• _TASK OBJECTIVE_: Locate every line in the data below that contains the string "batik" and copy each of those lines. Matching is case-sensitive.

• _DATA FOR THE TASK_:
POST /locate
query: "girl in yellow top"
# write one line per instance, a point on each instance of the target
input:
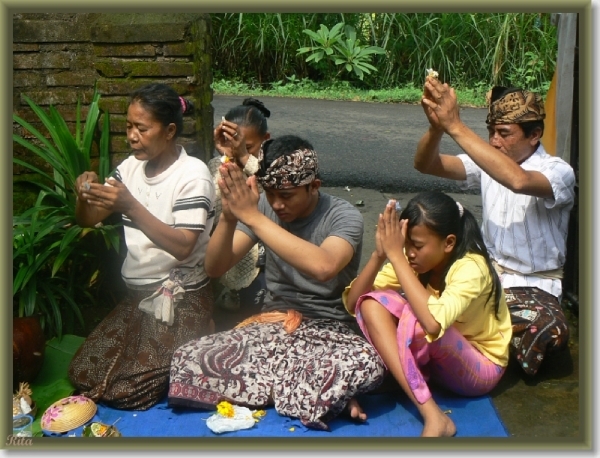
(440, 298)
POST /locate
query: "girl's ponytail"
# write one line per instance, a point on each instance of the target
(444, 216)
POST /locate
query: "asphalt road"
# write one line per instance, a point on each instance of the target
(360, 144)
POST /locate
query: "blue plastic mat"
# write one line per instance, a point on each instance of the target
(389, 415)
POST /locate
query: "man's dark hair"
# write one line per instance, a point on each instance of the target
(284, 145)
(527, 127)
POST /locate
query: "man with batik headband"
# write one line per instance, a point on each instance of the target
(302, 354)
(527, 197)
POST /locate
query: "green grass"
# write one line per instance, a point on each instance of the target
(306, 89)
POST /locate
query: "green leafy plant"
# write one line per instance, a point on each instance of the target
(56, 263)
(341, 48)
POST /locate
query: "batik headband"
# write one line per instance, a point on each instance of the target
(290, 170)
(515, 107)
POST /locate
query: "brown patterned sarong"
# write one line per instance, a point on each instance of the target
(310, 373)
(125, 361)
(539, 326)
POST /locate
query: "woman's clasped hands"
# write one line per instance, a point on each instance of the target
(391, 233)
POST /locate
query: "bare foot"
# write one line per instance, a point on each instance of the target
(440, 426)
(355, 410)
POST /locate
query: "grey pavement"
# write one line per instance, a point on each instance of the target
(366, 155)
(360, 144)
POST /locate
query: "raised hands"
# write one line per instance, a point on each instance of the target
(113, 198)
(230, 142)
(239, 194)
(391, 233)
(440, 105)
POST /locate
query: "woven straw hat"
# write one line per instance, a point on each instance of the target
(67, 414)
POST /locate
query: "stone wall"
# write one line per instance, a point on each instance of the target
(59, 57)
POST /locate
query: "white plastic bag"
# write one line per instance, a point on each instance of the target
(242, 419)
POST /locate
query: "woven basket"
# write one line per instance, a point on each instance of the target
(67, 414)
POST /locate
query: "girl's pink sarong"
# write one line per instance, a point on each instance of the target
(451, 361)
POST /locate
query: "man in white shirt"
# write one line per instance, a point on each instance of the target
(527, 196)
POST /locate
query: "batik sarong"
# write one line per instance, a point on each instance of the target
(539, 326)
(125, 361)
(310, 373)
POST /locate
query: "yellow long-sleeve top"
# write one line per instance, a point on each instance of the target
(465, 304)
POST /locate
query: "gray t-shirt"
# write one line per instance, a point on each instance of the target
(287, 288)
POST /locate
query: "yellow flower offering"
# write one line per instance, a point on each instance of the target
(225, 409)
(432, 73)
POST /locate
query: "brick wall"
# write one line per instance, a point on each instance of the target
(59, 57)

--

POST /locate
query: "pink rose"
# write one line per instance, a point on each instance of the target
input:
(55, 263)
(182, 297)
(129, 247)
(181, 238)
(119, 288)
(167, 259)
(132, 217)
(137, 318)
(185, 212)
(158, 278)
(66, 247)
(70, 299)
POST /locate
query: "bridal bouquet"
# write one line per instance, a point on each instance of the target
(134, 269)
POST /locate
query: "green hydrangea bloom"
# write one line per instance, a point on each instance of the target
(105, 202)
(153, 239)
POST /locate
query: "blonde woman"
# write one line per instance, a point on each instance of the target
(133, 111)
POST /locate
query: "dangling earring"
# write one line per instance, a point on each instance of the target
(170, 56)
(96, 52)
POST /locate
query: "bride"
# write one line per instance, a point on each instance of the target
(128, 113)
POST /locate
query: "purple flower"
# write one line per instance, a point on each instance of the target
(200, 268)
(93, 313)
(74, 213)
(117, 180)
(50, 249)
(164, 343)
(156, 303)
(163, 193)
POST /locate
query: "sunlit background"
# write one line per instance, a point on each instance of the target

• _SOLUTION FOR THIS TASK_:
query: "man with batik headband"
query: "batik headband"
query: "batik sarong"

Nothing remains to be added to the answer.